+++ Material for this task

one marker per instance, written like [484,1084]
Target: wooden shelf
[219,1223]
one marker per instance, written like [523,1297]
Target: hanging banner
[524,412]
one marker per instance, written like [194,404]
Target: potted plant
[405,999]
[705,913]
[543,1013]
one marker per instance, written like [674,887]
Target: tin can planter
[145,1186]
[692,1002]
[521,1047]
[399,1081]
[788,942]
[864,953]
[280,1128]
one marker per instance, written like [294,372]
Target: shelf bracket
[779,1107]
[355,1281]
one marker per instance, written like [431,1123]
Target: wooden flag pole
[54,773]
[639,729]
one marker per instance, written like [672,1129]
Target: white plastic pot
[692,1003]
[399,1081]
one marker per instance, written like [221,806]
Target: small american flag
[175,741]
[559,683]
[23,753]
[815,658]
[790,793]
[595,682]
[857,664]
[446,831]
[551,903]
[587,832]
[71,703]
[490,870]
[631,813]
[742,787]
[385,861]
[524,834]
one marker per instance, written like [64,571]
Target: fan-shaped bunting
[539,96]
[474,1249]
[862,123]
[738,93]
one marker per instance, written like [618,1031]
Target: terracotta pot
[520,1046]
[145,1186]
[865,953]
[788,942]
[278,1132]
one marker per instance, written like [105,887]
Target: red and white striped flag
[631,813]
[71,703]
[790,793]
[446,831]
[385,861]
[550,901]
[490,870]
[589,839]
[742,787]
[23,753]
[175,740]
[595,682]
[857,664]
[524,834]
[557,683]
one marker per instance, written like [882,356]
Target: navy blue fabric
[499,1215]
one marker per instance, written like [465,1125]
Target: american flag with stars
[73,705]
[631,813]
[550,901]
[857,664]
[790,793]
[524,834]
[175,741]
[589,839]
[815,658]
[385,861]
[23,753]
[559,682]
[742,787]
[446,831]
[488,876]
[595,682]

++++++

• Work required
Recast everything in the listing from the line containing "one marker per instance, written like [465,1125]" down to the end as a numbered list, omitting any blank lines.

• Answer to this exercise
1. one marker per instance, written like [465,1125]
2. Target: american flag with stars
3. [73,705]
4. [631,813]
5. [550,901]
6. [857,664]
7. [790,793]
8. [524,834]
9. [175,741]
10. [589,839]
11. [815,658]
12. [385,861]
13. [23,753]
14. [559,682]
15. [742,787]
16. [446,831]
17. [488,876]
18. [595,682]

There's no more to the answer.